_WRITTEN EXERCISE_
Restate the records in their entirety, word for word.

_EXCERPTED DATA_
=-=-=-=-=

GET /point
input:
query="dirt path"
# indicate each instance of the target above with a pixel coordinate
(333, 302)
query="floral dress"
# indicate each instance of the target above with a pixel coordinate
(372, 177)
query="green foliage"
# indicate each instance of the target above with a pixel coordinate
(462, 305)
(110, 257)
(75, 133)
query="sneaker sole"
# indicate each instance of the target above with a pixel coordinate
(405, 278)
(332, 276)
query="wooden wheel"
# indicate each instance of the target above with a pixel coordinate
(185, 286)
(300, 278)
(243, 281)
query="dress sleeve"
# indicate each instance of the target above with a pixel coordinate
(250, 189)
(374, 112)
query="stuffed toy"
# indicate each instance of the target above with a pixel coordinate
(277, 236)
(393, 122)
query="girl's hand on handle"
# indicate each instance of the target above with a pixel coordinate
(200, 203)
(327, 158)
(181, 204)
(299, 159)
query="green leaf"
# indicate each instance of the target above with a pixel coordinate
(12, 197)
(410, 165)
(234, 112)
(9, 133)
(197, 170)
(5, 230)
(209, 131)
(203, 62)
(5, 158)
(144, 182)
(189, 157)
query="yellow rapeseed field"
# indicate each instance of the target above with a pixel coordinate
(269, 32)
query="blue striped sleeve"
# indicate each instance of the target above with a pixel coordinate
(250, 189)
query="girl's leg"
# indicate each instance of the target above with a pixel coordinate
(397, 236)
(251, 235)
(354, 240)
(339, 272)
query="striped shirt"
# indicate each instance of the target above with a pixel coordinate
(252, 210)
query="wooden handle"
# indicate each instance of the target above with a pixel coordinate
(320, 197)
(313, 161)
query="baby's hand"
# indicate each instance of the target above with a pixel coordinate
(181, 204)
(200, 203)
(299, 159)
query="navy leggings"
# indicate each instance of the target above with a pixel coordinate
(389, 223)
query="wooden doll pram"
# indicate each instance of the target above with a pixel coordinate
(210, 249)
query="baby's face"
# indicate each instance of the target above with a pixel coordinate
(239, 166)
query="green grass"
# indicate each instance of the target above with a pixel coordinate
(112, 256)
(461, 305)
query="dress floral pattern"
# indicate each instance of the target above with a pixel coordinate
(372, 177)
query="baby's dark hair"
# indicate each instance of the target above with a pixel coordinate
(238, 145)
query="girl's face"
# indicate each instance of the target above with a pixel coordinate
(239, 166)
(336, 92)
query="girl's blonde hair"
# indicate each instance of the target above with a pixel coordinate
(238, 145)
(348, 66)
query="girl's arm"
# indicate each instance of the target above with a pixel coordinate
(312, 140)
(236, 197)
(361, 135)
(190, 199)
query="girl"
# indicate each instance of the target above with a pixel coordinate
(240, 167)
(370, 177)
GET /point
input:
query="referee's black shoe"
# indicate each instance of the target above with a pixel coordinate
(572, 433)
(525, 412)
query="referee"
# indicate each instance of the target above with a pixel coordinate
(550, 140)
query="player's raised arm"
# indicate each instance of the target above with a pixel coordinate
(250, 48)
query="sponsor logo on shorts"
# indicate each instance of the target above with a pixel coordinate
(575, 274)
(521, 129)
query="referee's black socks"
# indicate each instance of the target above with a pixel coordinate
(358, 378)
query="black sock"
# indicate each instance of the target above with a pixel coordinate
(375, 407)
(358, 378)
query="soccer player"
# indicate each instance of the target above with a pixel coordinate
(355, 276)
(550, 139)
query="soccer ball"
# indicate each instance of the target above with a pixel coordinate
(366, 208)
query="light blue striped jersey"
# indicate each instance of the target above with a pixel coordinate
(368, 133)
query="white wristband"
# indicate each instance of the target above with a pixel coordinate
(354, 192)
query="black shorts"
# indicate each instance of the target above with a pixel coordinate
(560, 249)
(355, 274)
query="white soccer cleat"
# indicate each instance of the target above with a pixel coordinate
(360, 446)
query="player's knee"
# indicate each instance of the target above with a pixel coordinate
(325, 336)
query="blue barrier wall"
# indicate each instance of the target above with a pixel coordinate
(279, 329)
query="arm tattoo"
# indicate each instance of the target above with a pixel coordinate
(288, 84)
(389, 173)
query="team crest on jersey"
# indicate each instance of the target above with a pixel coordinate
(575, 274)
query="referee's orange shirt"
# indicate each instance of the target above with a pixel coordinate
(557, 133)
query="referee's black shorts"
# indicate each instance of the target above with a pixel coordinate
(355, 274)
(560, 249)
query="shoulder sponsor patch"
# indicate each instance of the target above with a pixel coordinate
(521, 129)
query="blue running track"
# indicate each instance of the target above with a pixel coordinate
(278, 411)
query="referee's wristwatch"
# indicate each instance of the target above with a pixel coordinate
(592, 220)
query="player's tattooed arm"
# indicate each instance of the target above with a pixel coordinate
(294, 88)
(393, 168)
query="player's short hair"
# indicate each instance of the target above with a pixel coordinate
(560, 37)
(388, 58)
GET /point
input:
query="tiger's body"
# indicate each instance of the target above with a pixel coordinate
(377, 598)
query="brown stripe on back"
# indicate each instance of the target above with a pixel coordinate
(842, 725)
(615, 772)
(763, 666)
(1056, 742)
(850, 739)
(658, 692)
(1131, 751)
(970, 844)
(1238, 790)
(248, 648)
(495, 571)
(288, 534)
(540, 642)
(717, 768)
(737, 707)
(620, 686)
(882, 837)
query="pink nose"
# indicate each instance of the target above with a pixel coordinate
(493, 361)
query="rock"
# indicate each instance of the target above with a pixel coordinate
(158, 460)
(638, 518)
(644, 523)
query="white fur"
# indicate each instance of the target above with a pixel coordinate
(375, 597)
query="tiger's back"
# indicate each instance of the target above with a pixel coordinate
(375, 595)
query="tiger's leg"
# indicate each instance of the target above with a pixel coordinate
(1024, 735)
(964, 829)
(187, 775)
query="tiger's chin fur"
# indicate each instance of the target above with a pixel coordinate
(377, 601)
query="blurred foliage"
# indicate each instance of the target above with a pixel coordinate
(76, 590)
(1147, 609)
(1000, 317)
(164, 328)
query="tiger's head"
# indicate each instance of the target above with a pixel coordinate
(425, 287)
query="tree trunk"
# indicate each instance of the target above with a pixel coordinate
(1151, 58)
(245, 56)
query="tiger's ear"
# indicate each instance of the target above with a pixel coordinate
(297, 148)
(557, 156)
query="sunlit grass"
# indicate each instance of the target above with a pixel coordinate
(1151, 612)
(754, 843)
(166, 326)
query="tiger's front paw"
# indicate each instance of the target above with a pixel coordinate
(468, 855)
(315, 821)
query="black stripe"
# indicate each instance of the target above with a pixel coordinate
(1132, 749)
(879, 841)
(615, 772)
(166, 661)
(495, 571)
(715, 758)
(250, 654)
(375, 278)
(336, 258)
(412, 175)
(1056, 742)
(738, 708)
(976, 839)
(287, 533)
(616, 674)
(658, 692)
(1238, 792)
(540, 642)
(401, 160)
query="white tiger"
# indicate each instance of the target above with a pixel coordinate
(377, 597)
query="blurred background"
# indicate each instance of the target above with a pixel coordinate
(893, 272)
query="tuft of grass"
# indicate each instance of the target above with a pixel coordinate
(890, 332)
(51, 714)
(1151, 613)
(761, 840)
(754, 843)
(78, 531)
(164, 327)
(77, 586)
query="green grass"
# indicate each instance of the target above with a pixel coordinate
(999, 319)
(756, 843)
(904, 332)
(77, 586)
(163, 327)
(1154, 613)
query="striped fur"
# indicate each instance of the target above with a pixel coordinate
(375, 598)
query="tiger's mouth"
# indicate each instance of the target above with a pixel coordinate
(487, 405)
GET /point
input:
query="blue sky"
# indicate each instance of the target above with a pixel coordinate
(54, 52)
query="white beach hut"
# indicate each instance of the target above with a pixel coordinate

=-=-=-=-=

_CORRECT RESPONSE_
GET /point
input:
query="dirt path"
# indicate each instance of the target above with a pixel coordinate
(333, 302)
query="floral dress"
# indicate each instance of the target above with a pixel coordinate
(372, 177)
query="green foliage"
# indicate each instance of the target above with a pixel coordinate
(462, 305)
(110, 257)
(75, 133)
query="sneaker sole"
# indicate each instance of the target above with a pixel coordinate
(405, 278)
(332, 276)
query="wooden wheel"
# indicate each instance of the target above with a pixel coordinate
(185, 286)
(300, 278)
(243, 281)
query="dress sleeve"
# indicate each instance of the target above with a pixel coordinate
(250, 189)
(374, 112)
query="stuffed toy"
# indicate each instance of the target above with a pixel coordinate
(277, 236)
(393, 122)
query="girl's hand on handle"
# indicate each instance of the target above with a pixel coordinate
(200, 203)
(327, 158)
(181, 204)
(299, 159)
query="green leaf"
# indicate each instance of the target above with a pixel coordinate
(12, 197)
(410, 165)
(234, 112)
(9, 133)
(197, 170)
(5, 230)
(209, 131)
(203, 62)
(5, 158)
(144, 182)
(189, 157)
query="yellow rapeseed field"
# indicate each instance of the target above with a pixel coordinate
(269, 32)
query="blue striped sleeve"
# indicate each instance of the target above with a pixel coordinate
(250, 189)
query="girl's leg"
# indicate each instance of the target above with a pixel coordinate
(397, 236)
(251, 235)
(354, 240)
(339, 272)
query="striped shirt"
# indicate each instance of the target above with a pixel coordinate
(252, 210)
query="wooden handle"
# indicate each instance of the target above with a pixel coordinate
(320, 197)
(313, 161)
query="baby's hand"
# indicate each instance of the target above with a pixel coordinate
(181, 204)
(200, 203)
(299, 159)
query="navy leggings"
# indicate each instance of the target above with a pixel coordinate
(389, 223)
query="wooden doll pram"
# indicate each instance of the target above with a pixel coordinate
(210, 249)
query="baby's face"
# indicate each instance of the target above with a pixel coordinate
(239, 166)
query="green grass"
# indicate each instance of the target above with a pixel coordinate
(112, 256)
(461, 305)
query="dress floral pattern"
# indicate each instance of the target above with a pixel coordinate
(372, 177)
query="baby's dark hair"
# indicate each instance of the target above with a pixel coordinate
(238, 145)
query="girl's face"
# indicate each instance of the target above with a pixel coordinate
(239, 166)
(336, 92)
query="girl's blonde hair"
# indicate each instance of the target above with a pixel coordinate
(238, 145)
(348, 66)
query="girl's arm"
# indicate each instance of the target above with a pixel coordinate
(312, 140)
(236, 197)
(361, 135)
(190, 199)
query="girl"
# indicate each instance of the target above with a pixel coordinate
(240, 167)
(370, 177)
GET /point
input:
query="referee's black shoe"
# indicate each instance of the target above with a pixel coordinate
(572, 433)
(525, 412)
query="referee"
# indicate each instance of the target above with a pixel coordinate
(550, 140)
query="player's raised arm"
# indicate each instance of the target above with a pixel coordinate
(250, 48)
query="sponsor logo on shorts"
# indicate each instance of the target above with a pixel coordinate
(575, 274)
(521, 129)
query="referee's black socks"
# indicate each instance of the target above with a pixel coordinate
(358, 378)
query="black sock"
# indicate each instance of the target above with a pixel coordinate
(375, 407)
(358, 378)
query="soccer player"
# indicate each instance of the target above with a pixel coordinate
(355, 276)
(550, 139)
query="soccer ball"
# indicate each instance of the target above with a pixel coordinate
(366, 208)
query="light blue striped jersey"
# indicate each instance of the target above with a pixel coordinate
(368, 133)
query="white wristband"
# indicate each instance of the target above with a pixel coordinate
(354, 192)
query="black shorts"
# indicate each instance of the target above with a pixel coordinate
(560, 249)
(355, 274)
query="white soccer cleat"
# indicate each instance of the target above with a pixel coordinate
(360, 446)
query="player's knee"
# indicate each instance of the target above with a pixel coordinate
(325, 336)
query="blue barrier wall"
# indicate each instance of the target above with a pixel coordinate
(279, 329)
query="arm tattoo"
# indicate each instance of the target above with a pixel coordinate
(288, 84)
(389, 173)
query="team crest on jersey"
# indicate each instance of the target above with a pixel coordinate
(575, 274)
query="referee's orange shirt"
# indicate each instance of the target above with a pixel coordinate
(557, 133)
query="referee's black shorts"
# indicate each instance of the target above with a pixel coordinate
(355, 274)
(560, 249)
query="shoulder sponsor patch"
# indicate each instance of the target above with a pixel coordinate
(521, 129)
query="blue running track"
# indicate each instance of the target above with a pixel coordinate
(278, 411)
query="referee's wristwatch"
# indicate each instance of the target above with a pixel coordinate
(592, 220)
query="player's tattooed arm"
# indicate each instance of the target above with a pixel coordinate
(294, 88)
(393, 168)
query="player's short hair"
# indicate each instance of the target above with a pixel coordinate
(560, 37)
(388, 58)
GET /point
input:
query="tiger's body"
# indicate each instance of the target above with a pixel coordinate
(377, 598)
query="brown stripe on back"
# indicate each instance of the target above with a pixel coordinate
(842, 725)
(615, 772)
(763, 666)
(1056, 742)
(850, 739)
(658, 692)
(1131, 751)
(970, 844)
(1238, 790)
(248, 648)
(495, 571)
(288, 534)
(540, 642)
(717, 768)
(737, 707)
(620, 686)
(882, 837)
query="pink nose"
# indicate each instance of the target above with a pixel coordinate
(493, 361)
query="rock"
# indicate each instance of the target above with a pixel coordinate
(158, 460)
(638, 518)
(644, 523)
query="white fur"
# indicate each instance of the target above with a pixel coordinate
(375, 597)
query="tiger's back"
# indicate each instance of the target above with a pixel coordinate
(375, 595)
query="tiger's leg"
# indicate each instance of the target above with a pixel coordinate
(1024, 735)
(964, 829)
(187, 775)
query="tiger's chin fur"
# indicate each instance of the target above with a pixel coordinate
(377, 601)
query="blurred foliage"
# indicate each instance of the target above with a pixel coordinate
(76, 590)
(1147, 609)
(1000, 317)
(164, 328)
query="tiger's head"
# indicate each instance of the target above with a pixel coordinate
(425, 287)
query="tree trunk"
# indicate each instance of the target above with a pixel coordinate
(1151, 58)
(245, 56)
query="tiger's ear"
# indicate each instance of the target above with a pixel coordinate
(297, 148)
(557, 156)
query="sunlit grass"
# indicate each instance of the target above with a pixel coordinate
(1151, 612)
(754, 843)
(166, 326)
query="tiger's front paw"
# indicate each instance of the target above with a pixel coordinate
(468, 855)
(315, 821)
query="black stripe"
# indicate each instance of the target above with a pixel coordinate
(1132, 749)
(879, 841)
(615, 772)
(166, 661)
(495, 571)
(715, 758)
(250, 654)
(375, 278)
(336, 258)
(412, 175)
(1056, 742)
(738, 708)
(976, 839)
(287, 533)
(616, 674)
(658, 692)
(1238, 792)
(540, 642)
(401, 160)
query="white tiger"
# indicate each instance of the target above with a pixel coordinate
(377, 597)
query="blurred background"
# indicate each instance of the target above with a pixel coordinate
(893, 272)
query="tuft of grass"
# indicate each instance of the target above with a pixel coordinate
(890, 332)
(51, 714)
(1151, 613)
(761, 840)
(754, 843)
(78, 531)
(164, 327)
(77, 586)
query="green grass"
# indicate each instance of the target above with a pixel coordinate
(999, 319)
(756, 843)
(904, 332)
(77, 586)
(163, 327)
(1154, 613)
query="striped fur"
# indicate each instance of the target above with a pixel coordinate
(375, 598)
query="tiger's mouth"
# indicate each instance of the target above with a pixel coordinate
(487, 405)
GET /point
input:
query="blue sky"
# indicate each instance of the target above with a pixel coordinate
(54, 52)
query="white beach hut"
# indicate each instance of the target above with a pixel coordinate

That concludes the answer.